Written request: Extract from the radio transcript, word for word, the passage between "Partially, I had" and "women I knew.", inclusive.

Text to read:
·····
Leslie Basham: It used to be that when a woman was expecting, she’d hear, “Congratulations!” Nancy Leigh DeMoss says,
Nancy Leigh DeMoss: More and more, expectant moms will hear, “Didn’t someone tell you how not to get pregnant?" These are the kinds of things you’ll hear people say today. "Oh, I’m so sorry for you!" Now, I just want to tell you, I hope you never talk that way to a woman who’s expecting. Can you imagine what a downer that is?
Leslie: This is Revive Our Hearts with Nancy Leigh DeMoss for Monday, May 3. Young women face the future with so many unknowns and choices ahead. Nancy Leigh DeMoss spoke with a group of women in this season of life, college students who needed to hear an older woman cast a vision for what their future could be. And really, all of us need to hear this message. We all need to grow in maturity and make sure our thinking is biblical. Nancy began by talking about her own journey as a young woman.
Nancy DeMoss: Let me just tell you a little bit about my own views of womanhood and how they have changed over the years. When I was in my twenties, I have to tell you that I chafed a little bit at the thought of being a woman. If someone had asked me when I was twenty years old, on a scale of one to five, how much I loved being a woman, I would not have been on the five end. Now, I don’t think I would have been a one, but this was something that I chafed about.
Partially, I had a real heart to serve the Lord. I loved the Lord. I wanted to be in ministry. And I had this mindset that if I’d been a man, I could serve the Lord more, that there would be more options available to me. The other part of the problem was, I just saw the women around, and I didn’t think I wanted to be a lot like a lot of the women I knew.
·····
Extracted records:
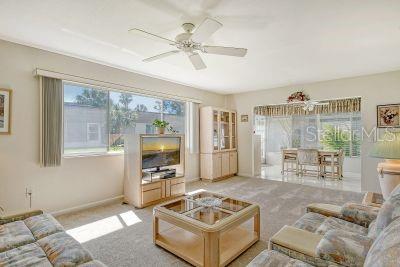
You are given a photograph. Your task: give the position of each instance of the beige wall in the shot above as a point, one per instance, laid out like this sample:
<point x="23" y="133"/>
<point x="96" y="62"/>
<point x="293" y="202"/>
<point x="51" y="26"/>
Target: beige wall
<point x="78" y="181"/>
<point x="374" y="89"/>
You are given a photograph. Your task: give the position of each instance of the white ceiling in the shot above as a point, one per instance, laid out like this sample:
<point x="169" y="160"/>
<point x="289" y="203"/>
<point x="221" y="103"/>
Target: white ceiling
<point x="288" y="41"/>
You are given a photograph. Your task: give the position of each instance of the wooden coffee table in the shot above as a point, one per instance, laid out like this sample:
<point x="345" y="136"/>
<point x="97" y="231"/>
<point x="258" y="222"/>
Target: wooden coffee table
<point x="206" y="236"/>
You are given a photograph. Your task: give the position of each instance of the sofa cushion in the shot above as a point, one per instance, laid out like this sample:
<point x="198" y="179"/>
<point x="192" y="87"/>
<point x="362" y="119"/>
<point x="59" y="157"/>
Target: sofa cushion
<point x="27" y="255"/>
<point x="385" y="251"/>
<point x="389" y="211"/>
<point x="310" y="221"/>
<point x="271" y="258"/>
<point x="94" y="263"/>
<point x="372" y="230"/>
<point x="43" y="225"/>
<point x="13" y="235"/>
<point x="395" y="191"/>
<point x="63" y="250"/>
<point x="332" y="223"/>
<point x="345" y="248"/>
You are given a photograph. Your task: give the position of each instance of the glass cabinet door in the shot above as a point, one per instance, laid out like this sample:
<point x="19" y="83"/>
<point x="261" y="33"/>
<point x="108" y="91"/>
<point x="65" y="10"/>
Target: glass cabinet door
<point x="225" y="142"/>
<point x="215" y="130"/>
<point x="233" y="119"/>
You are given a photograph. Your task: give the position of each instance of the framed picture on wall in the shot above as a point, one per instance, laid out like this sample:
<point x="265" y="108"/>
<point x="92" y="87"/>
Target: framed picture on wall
<point x="5" y="111"/>
<point x="244" y="118"/>
<point x="388" y="115"/>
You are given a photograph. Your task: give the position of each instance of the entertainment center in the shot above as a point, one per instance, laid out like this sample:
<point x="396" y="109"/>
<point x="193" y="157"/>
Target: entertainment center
<point x="154" y="168"/>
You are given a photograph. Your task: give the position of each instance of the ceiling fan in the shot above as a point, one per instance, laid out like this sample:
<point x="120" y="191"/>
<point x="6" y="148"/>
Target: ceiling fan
<point x="191" y="43"/>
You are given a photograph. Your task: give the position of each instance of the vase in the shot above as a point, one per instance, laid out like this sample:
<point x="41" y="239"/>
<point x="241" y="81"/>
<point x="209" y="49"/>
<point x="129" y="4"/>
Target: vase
<point x="160" y="130"/>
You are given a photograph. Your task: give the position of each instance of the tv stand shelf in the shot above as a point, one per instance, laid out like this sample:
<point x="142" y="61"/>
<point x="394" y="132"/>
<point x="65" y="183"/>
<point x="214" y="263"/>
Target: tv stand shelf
<point x="141" y="188"/>
<point x="144" y="181"/>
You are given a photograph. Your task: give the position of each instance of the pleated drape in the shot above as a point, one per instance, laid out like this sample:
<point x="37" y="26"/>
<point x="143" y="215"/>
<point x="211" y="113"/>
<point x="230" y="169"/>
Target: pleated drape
<point x="51" y="123"/>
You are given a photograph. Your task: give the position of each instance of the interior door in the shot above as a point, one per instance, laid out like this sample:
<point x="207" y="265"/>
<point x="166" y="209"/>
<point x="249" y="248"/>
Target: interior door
<point x="225" y="135"/>
<point x="215" y="130"/>
<point x="233" y="130"/>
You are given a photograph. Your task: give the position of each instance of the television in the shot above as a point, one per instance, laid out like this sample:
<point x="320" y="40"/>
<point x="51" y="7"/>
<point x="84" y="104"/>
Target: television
<point x="160" y="151"/>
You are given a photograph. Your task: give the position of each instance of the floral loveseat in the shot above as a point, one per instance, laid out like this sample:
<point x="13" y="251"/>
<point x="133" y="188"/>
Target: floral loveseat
<point x="37" y="239"/>
<point x="328" y="235"/>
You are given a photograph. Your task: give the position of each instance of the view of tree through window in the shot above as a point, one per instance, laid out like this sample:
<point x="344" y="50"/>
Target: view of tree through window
<point x="95" y="120"/>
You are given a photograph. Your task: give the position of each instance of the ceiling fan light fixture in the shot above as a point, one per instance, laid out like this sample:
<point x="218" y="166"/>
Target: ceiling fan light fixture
<point x="191" y="41"/>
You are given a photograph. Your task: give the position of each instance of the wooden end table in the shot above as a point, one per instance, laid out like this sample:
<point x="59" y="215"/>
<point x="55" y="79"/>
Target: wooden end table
<point x="206" y="236"/>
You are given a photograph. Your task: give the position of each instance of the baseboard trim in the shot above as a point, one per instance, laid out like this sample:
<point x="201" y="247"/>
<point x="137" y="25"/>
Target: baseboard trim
<point x="87" y="205"/>
<point x="245" y="174"/>
<point x="192" y="180"/>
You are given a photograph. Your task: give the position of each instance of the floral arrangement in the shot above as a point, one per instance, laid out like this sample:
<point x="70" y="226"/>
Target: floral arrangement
<point x="162" y="125"/>
<point x="298" y="96"/>
<point x="388" y="115"/>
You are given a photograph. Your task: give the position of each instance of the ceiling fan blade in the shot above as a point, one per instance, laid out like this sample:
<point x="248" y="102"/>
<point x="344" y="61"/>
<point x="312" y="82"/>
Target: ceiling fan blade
<point x="151" y="36"/>
<point x="197" y="62"/>
<point x="166" y="54"/>
<point x="227" y="51"/>
<point x="205" y="30"/>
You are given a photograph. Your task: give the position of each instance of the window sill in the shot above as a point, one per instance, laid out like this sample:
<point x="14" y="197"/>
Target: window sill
<point x="87" y="155"/>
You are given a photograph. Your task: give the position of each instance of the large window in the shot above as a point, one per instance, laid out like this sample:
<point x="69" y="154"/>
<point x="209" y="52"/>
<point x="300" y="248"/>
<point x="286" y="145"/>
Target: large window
<point x="95" y="119"/>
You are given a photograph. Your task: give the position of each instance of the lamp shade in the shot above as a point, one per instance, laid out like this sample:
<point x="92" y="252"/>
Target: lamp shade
<point x="388" y="147"/>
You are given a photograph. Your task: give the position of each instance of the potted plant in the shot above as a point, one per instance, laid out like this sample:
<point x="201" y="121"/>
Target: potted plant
<point x="160" y="125"/>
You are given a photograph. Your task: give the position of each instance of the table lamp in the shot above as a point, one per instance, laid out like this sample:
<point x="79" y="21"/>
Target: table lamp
<point x="389" y="171"/>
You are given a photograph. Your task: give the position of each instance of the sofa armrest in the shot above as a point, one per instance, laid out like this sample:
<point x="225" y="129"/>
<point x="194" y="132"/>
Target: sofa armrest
<point x="344" y="248"/>
<point x="359" y="213"/>
<point x="297" y="240"/>
<point x="325" y="209"/>
<point x="373" y="199"/>
<point x="19" y="217"/>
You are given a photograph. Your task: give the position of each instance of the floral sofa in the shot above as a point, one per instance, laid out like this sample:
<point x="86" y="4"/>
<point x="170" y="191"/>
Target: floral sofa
<point x="328" y="235"/>
<point x="37" y="239"/>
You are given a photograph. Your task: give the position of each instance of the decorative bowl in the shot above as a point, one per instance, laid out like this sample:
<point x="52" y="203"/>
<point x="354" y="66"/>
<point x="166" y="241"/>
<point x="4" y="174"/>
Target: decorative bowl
<point x="208" y="202"/>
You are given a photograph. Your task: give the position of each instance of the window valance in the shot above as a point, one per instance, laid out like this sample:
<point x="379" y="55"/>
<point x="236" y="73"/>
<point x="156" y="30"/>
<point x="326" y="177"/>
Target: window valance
<point x="324" y="107"/>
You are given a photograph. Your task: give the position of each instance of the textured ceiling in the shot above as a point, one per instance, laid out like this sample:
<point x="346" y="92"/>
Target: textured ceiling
<point x="288" y="41"/>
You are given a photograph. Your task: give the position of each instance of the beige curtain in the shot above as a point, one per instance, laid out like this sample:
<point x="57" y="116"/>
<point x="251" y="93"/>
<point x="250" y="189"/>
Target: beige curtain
<point x="51" y="123"/>
<point x="331" y="106"/>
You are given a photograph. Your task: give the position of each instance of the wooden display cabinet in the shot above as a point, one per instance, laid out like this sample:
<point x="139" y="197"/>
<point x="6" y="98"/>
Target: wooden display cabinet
<point x="218" y="143"/>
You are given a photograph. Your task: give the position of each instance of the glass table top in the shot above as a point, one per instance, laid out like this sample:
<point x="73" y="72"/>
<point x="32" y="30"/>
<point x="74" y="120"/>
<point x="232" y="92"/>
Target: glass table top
<point x="189" y="206"/>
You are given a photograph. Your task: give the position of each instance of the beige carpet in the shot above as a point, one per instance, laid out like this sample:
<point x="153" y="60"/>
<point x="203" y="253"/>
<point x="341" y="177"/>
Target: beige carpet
<point x="120" y="240"/>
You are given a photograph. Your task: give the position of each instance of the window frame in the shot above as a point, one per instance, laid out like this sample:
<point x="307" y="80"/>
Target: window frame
<point x="110" y="152"/>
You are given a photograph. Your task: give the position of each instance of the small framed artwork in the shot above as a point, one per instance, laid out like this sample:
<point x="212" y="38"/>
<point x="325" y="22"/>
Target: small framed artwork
<point x="5" y="111"/>
<point x="388" y="115"/>
<point x="244" y="118"/>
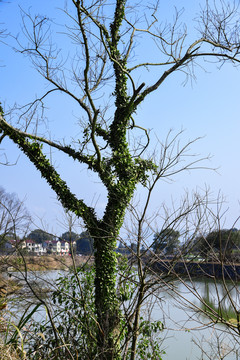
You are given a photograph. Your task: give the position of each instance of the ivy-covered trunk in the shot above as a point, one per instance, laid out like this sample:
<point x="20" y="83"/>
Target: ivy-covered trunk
<point x="106" y="303"/>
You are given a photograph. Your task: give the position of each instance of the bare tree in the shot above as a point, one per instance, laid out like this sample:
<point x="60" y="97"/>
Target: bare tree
<point x="103" y="39"/>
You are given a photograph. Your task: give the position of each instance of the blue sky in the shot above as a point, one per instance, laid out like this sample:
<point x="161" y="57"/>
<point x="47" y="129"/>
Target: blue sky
<point x="207" y="108"/>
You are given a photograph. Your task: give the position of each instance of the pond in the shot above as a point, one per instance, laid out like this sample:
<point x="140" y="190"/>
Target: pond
<point x="186" y="334"/>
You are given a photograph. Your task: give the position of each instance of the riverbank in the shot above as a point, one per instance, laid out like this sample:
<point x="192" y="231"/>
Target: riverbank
<point x="41" y="263"/>
<point x="12" y="263"/>
<point x="198" y="269"/>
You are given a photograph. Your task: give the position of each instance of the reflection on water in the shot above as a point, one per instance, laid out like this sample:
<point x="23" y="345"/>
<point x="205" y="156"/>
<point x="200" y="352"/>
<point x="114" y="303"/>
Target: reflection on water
<point x="187" y="334"/>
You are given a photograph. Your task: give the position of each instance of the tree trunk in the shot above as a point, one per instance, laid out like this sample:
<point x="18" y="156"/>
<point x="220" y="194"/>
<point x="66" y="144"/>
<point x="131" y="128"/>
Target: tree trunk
<point x="107" y="305"/>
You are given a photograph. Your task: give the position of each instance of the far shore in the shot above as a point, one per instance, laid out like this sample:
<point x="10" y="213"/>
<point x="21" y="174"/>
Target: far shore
<point x="41" y="263"/>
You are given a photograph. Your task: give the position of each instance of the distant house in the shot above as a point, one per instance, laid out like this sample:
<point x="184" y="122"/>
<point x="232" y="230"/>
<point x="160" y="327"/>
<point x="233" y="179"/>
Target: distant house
<point x="57" y="247"/>
<point x="34" y="247"/>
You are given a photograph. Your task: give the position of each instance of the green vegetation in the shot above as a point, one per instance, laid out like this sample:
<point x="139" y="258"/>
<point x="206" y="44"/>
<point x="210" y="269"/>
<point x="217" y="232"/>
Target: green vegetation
<point x="104" y="81"/>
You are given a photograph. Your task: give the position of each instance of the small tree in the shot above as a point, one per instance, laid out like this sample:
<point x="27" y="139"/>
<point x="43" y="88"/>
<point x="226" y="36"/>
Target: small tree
<point x="103" y="38"/>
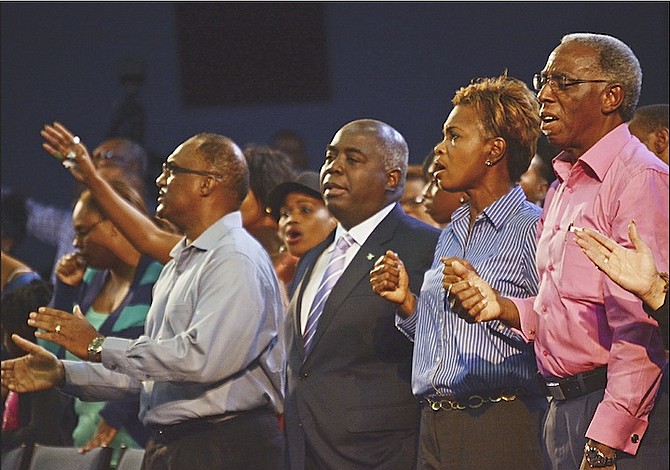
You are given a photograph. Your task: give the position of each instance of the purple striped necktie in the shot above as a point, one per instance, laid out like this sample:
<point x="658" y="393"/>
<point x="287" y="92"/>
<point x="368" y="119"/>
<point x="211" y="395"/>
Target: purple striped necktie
<point x="333" y="272"/>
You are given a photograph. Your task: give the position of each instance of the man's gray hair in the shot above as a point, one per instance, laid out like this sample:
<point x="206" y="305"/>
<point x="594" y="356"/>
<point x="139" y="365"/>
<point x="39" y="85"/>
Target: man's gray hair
<point x="618" y="64"/>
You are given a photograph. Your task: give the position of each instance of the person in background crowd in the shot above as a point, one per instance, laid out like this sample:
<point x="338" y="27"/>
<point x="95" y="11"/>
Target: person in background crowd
<point x="477" y="380"/>
<point x="650" y="125"/>
<point x="110" y="283"/>
<point x="437" y="203"/>
<point x="304" y="220"/>
<point x="209" y="368"/>
<point x="412" y="200"/>
<point x="599" y="352"/>
<point x="293" y="145"/>
<point x="633" y="269"/>
<point x="267" y="169"/>
<point x="33" y="417"/>
<point x="115" y="158"/>
<point x="349" y="402"/>
<point x="540" y="174"/>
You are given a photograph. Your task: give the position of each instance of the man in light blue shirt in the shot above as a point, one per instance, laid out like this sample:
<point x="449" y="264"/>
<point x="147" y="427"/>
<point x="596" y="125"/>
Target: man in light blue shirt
<point x="209" y="368"/>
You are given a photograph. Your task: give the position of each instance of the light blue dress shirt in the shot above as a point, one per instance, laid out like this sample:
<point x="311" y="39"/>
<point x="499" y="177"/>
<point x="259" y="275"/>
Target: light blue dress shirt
<point x="210" y="345"/>
<point x="458" y="359"/>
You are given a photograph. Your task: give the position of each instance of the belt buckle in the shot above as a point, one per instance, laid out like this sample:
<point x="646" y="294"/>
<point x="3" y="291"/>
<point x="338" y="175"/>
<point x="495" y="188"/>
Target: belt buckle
<point x="555" y="390"/>
<point x="475" y="401"/>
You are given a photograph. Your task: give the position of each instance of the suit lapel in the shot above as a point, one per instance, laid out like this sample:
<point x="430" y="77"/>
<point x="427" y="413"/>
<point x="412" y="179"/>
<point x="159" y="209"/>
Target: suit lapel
<point x="358" y="270"/>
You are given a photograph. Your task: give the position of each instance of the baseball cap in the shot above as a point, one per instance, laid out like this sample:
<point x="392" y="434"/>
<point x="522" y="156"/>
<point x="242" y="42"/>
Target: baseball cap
<point x="306" y="182"/>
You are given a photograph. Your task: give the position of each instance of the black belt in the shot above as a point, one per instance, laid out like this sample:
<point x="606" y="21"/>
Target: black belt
<point x="171" y="432"/>
<point x="577" y="385"/>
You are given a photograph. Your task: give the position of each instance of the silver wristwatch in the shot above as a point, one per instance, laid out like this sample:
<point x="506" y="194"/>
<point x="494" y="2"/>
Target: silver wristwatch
<point x="95" y="349"/>
<point x="596" y="459"/>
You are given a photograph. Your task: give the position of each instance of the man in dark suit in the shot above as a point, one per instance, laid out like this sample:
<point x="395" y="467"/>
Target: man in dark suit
<point x="349" y="402"/>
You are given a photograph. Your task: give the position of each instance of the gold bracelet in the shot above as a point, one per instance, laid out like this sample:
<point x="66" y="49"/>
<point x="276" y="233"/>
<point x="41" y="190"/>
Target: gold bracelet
<point x="664" y="276"/>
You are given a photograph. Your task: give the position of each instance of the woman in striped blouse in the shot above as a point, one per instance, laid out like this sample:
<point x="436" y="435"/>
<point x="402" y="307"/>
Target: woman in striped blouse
<point x="478" y="383"/>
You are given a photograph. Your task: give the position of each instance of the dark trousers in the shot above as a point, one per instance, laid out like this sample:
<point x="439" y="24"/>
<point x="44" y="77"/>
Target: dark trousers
<point x="567" y="421"/>
<point x="501" y="436"/>
<point x="250" y="441"/>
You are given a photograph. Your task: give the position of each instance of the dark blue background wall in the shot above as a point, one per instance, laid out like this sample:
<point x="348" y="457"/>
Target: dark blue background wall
<point x="398" y="62"/>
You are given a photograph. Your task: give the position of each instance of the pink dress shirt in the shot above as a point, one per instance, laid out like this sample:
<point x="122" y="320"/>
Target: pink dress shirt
<point x="580" y="319"/>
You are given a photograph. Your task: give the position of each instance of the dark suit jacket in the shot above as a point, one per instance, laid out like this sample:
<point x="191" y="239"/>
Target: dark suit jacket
<point x="351" y="400"/>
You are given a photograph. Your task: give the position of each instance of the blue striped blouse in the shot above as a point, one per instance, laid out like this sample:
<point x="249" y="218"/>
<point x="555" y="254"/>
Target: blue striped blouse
<point x="457" y="359"/>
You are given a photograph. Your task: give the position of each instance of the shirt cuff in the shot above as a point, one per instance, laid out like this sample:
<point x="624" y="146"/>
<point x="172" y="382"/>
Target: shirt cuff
<point x="527" y="318"/>
<point x="617" y="429"/>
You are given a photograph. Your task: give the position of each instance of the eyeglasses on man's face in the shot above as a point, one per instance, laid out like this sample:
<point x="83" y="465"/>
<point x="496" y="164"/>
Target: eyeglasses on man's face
<point x="172" y="169"/>
<point x="559" y="82"/>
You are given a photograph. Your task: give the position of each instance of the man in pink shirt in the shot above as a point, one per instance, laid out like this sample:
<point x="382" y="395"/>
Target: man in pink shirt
<point x="601" y="355"/>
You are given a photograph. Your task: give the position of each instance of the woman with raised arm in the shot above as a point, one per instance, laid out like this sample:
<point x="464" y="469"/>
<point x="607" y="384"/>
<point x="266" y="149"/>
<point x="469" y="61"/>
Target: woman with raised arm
<point x="140" y="229"/>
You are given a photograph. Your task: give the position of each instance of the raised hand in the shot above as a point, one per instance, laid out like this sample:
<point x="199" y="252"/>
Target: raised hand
<point x="104" y="435"/>
<point x="38" y="370"/>
<point x="69" y="150"/>
<point x="389" y="279"/>
<point x="70" y="330"/>
<point x="633" y="269"/>
<point x="474" y="296"/>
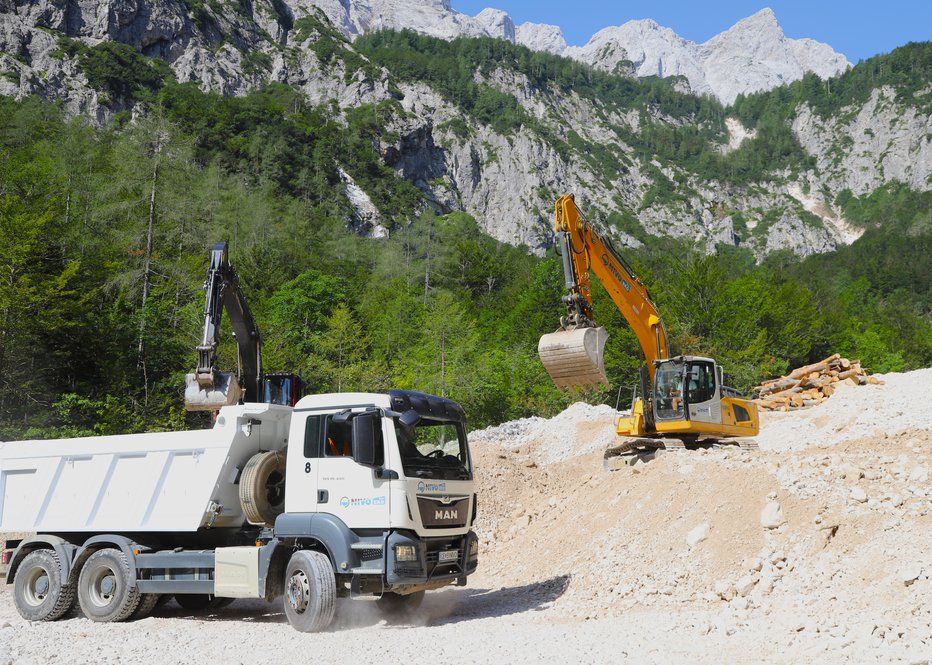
·····
Result for this task:
Partially, I had a real heart to serve the Lord. I loved the Lord. I wanted to be in ministry. And I had this mindset that if I’d been a man, I could serve the Lord more, that there would be more options available to me. The other part of the problem was, I just saw the women around, and I didn’t think I wanted to be a lot like a lot of the women I knew.